Part of a data file:
▬▬▬

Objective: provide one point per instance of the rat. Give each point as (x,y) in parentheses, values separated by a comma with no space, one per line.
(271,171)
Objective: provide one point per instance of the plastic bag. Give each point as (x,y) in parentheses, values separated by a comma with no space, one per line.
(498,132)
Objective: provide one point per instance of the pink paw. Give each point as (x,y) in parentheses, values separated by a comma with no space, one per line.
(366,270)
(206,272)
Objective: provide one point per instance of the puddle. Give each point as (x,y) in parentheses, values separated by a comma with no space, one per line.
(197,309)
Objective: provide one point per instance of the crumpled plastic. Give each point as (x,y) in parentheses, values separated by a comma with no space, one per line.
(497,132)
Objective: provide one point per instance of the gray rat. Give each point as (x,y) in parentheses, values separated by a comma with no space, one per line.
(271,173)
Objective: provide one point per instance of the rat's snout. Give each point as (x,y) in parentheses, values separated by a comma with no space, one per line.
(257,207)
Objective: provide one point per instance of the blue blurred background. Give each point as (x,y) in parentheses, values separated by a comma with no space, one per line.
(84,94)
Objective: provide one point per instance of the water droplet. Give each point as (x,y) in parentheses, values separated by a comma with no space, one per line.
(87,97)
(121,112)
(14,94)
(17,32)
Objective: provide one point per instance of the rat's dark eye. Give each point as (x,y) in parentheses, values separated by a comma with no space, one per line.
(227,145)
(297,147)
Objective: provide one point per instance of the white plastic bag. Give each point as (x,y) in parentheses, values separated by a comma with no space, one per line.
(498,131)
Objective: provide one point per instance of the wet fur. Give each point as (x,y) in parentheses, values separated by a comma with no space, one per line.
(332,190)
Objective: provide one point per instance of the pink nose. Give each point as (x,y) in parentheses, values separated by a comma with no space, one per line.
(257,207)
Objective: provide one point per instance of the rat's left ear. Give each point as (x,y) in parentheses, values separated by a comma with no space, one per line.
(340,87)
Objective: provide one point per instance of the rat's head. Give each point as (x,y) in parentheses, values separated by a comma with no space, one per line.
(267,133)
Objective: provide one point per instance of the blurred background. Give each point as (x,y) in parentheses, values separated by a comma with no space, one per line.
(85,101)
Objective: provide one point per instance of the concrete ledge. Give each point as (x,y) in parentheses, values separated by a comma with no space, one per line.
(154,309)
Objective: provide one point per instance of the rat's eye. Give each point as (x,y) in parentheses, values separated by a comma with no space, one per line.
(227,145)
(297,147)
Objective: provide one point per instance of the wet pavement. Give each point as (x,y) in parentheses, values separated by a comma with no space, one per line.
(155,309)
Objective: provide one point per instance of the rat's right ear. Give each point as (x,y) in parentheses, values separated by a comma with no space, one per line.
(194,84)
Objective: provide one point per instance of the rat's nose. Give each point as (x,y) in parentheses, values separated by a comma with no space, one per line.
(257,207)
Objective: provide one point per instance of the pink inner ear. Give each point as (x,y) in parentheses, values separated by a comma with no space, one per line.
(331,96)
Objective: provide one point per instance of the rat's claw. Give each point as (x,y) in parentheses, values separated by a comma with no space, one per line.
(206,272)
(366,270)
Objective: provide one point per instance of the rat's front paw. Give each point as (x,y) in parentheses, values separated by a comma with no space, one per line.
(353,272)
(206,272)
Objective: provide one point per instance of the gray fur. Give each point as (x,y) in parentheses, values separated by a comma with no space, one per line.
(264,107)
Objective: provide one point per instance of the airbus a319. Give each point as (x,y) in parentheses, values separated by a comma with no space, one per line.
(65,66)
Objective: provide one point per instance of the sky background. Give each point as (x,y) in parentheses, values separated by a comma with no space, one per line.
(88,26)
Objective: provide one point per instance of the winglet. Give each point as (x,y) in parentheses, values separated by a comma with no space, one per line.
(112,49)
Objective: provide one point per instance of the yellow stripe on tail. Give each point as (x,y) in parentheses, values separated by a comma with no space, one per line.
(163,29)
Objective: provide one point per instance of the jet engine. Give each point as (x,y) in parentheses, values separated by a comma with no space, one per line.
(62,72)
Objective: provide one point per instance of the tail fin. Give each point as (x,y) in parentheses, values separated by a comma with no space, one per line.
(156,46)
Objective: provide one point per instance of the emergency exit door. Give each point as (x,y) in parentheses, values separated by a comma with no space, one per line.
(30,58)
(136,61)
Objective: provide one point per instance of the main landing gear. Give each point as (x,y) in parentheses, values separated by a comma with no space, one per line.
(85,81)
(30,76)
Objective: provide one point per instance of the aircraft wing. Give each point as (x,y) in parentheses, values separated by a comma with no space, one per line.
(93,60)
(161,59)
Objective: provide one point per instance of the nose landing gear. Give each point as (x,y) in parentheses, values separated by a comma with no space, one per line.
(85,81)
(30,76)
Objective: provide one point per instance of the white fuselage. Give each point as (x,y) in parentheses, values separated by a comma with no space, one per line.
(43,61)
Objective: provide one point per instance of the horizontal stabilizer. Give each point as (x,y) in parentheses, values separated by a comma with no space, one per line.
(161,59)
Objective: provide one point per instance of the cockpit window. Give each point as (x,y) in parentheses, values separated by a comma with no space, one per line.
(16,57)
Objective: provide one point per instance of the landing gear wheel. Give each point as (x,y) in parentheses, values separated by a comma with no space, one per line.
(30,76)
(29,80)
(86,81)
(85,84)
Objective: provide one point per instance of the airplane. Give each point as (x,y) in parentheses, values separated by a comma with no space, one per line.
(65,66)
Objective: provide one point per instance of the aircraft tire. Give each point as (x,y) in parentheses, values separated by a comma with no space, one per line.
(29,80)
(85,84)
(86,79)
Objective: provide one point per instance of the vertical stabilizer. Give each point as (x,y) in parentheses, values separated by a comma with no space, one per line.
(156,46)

▬▬▬

▶ [Your instructions] Reproduce only the lines running from the one with "Objective: provide one point per instance of the horizontal" through the final line of the listing above, both ends included.

▶ [The response]
Objective: provide one point per instance of the horizontal stabilizer. Give each point as (x,y) in parentheses, values separated by a comma with no space, one per line.
(161,59)
Objective: provide one point per instance of the cockpit window. Give each point as (x,y) in parentheses, values separated by a comma with no space, one per line.
(16,57)
Objective: provide one point per instance of the landing gear wheel. Give each point as (x,y) in parentheses, values separated by a comma with no space, one per line.
(30,76)
(29,80)
(86,81)
(85,84)
Objective: provide one point per instance of the airplane. Give each point as (x,y) in parentheses, values separated by a comma with no space, one per line.
(65,66)
Objective: provide one point per instance of the aircraft tire. Give each point as (x,y) in parentheses, values separated by a comma with no space, one per line.
(29,80)
(85,84)
(86,79)
Objective: provide one point per instance of the vertical stabilizer. Give each point as (x,y) in parentheses, values separated by a comma with no space, one per line.
(156,46)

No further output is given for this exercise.